(Entries excerpted from a collection)
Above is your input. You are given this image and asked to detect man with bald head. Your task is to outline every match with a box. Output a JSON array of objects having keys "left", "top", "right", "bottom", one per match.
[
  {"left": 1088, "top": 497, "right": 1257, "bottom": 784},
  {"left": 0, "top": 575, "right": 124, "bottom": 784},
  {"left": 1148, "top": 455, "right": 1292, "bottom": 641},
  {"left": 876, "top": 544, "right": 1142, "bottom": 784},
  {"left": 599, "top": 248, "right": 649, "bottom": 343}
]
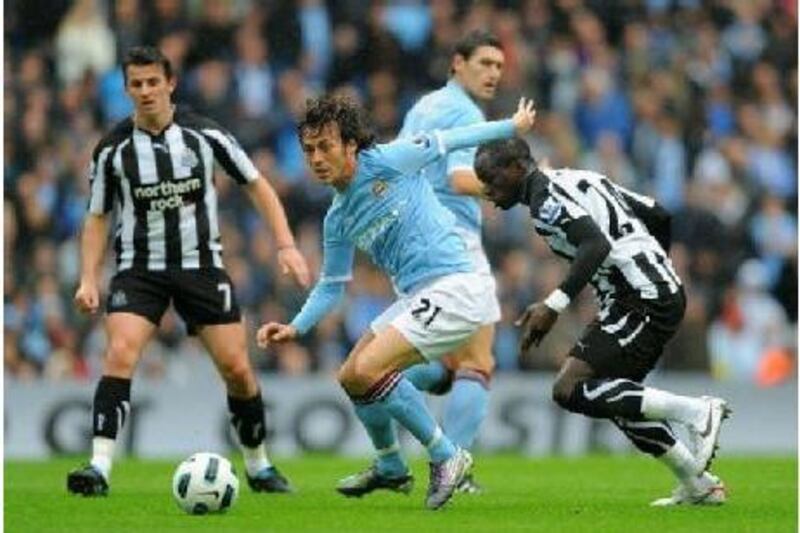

Set exercise ▸ Copy the entries above word for word, leaving out the pictures.

The solution ▸
Above is your input. You are given this image and asked to detect man with bald head. Your task is to outline every match with a box. Output a JSON array of objects having keys "left", "top", "right", "bottom", one per match.
[
  {"left": 1088, "top": 497, "right": 1257, "bottom": 784},
  {"left": 0, "top": 575, "right": 124, "bottom": 784},
  {"left": 1148, "top": 455, "right": 1292, "bottom": 641},
  {"left": 876, "top": 544, "right": 1142, "bottom": 784},
  {"left": 599, "top": 248, "right": 649, "bottom": 343}
]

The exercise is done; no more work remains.